• Instruction:
Recast every line of the records below as a numbered list, leaving out any blank lines.

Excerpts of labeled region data
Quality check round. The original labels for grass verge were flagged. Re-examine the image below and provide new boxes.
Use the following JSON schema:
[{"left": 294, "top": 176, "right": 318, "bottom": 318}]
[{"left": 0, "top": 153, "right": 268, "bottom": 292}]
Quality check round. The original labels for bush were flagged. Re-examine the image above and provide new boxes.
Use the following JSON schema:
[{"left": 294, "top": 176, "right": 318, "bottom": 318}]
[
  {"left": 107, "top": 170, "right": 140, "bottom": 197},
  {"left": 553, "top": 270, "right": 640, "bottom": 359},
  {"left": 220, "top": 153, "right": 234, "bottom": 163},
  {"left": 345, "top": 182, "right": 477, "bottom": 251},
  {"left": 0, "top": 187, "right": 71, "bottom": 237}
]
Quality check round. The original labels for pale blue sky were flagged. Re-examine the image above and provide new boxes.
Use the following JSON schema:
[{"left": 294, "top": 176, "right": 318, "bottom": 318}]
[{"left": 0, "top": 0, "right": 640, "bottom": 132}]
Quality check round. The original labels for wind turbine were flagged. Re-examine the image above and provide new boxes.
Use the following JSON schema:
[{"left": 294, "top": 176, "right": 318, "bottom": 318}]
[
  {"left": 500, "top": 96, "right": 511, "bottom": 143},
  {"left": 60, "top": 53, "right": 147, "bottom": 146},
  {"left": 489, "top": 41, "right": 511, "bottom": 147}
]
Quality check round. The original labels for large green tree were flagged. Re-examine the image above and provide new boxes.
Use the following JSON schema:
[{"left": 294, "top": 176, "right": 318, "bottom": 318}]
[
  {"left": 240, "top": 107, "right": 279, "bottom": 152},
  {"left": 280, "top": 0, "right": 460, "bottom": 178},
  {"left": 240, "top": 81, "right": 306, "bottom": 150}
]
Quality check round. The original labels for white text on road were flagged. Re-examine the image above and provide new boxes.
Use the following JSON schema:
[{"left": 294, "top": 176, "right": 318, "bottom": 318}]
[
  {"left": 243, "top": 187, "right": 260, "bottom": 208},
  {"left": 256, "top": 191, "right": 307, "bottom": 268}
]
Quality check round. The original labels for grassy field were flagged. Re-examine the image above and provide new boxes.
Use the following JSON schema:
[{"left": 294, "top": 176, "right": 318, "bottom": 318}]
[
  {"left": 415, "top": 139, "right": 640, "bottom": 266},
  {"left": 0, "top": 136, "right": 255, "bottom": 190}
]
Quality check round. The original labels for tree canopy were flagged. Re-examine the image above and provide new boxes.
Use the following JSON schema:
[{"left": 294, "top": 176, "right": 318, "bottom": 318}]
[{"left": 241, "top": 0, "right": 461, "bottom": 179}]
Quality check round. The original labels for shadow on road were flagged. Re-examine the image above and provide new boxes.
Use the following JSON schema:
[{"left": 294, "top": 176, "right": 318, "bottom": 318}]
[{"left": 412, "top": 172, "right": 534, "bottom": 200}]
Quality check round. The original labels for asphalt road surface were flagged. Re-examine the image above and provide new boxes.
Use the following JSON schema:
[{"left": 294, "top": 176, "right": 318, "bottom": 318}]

• Written answer:
1. Quality check round. The original labels for grass verge were flagged. Re-examine the image below and provide new boxes.
2. Use the following JSON schema:
3. [{"left": 294, "top": 176, "right": 318, "bottom": 318}]
4. [{"left": 0, "top": 153, "right": 268, "bottom": 292}]
5. Quality check round. The original labels for bush were flagged. Re-examine the image above and provide new boxes.
6. Use the following JSON schema:
7. [{"left": 294, "top": 176, "right": 318, "bottom": 318}]
8. [
9.   {"left": 107, "top": 170, "right": 140, "bottom": 197},
10.   {"left": 553, "top": 270, "right": 640, "bottom": 359},
11.   {"left": 220, "top": 153, "right": 234, "bottom": 163},
12.   {"left": 345, "top": 182, "right": 477, "bottom": 251},
13.   {"left": 0, "top": 187, "right": 71, "bottom": 237}
14. ]
15. Quality check round. The original labels for pale blue sky were flagged. Re-examine the image above and provide new boxes.
16. Use the following JSON schema:
17. [{"left": 294, "top": 176, "right": 318, "bottom": 318}]
18. [{"left": 0, "top": 0, "right": 640, "bottom": 132}]
19. Quality check round. The original labels for wind turbine were flagged. Re-examine the image above and provide new boxes.
20. Use the following JSON schema:
21. [{"left": 294, "top": 176, "right": 318, "bottom": 318}]
22. [
23.   {"left": 500, "top": 96, "right": 511, "bottom": 143},
24.   {"left": 60, "top": 53, "right": 147, "bottom": 146},
25.   {"left": 489, "top": 41, "right": 511, "bottom": 147}
26. ]
27. Quality check round. The original labels for large green tree were flagged. Re-examine the image above and provide new boxes.
28. Use the following JSON schema:
29. [{"left": 294, "top": 176, "right": 318, "bottom": 318}]
30. [
31.   {"left": 240, "top": 107, "right": 279, "bottom": 152},
32.   {"left": 280, "top": 0, "right": 460, "bottom": 178},
33.   {"left": 240, "top": 81, "right": 306, "bottom": 150}
34. ]
35. Quality check round. The original labels for white text on road were flagged. Re-examine the image above and provide new boxes.
36. Use the following JSON schema:
37. [{"left": 294, "top": 176, "right": 318, "bottom": 318}]
38. [
39.   {"left": 243, "top": 187, "right": 260, "bottom": 208},
40.   {"left": 256, "top": 191, "right": 307, "bottom": 268}
41. ]
42. Quality check round. The original labels for grassy field were flagged. Re-examine the image above and provide new boxes.
43. Use the following JSON schema:
44. [{"left": 294, "top": 176, "right": 318, "bottom": 318}]
45. [
46.   {"left": 415, "top": 139, "right": 640, "bottom": 266},
47.   {"left": 0, "top": 136, "right": 255, "bottom": 190}
48. ]
49. Quality check round. The original labels for tree canopy were flagged. Re-examine the image above and provide new boxes.
50. Use the following JSON schema:
51. [{"left": 294, "top": 176, "right": 318, "bottom": 318}]
52. [{"left": 241, "top": 0, "right": 461, "bottom": 179}]
53. Quality check round. The original labels for shadow on road were flagged. Re-examine the image above and provide new boxes.
54. Use the following JSON schema:
55. [{"left": 294, "top": 176, "right": 318, "bottom": 318}]
56. [{"left": 412, "top": 172, "right": 534, "bottom": 200}]
57. Quality check round. The original labels for asphalt road surface were flagged. Re-examine the image above and provide new boxes.
58. Use the following JSON schema:
59. [{"left": 294, "top": 176, "right": 318, "bottom": 318}]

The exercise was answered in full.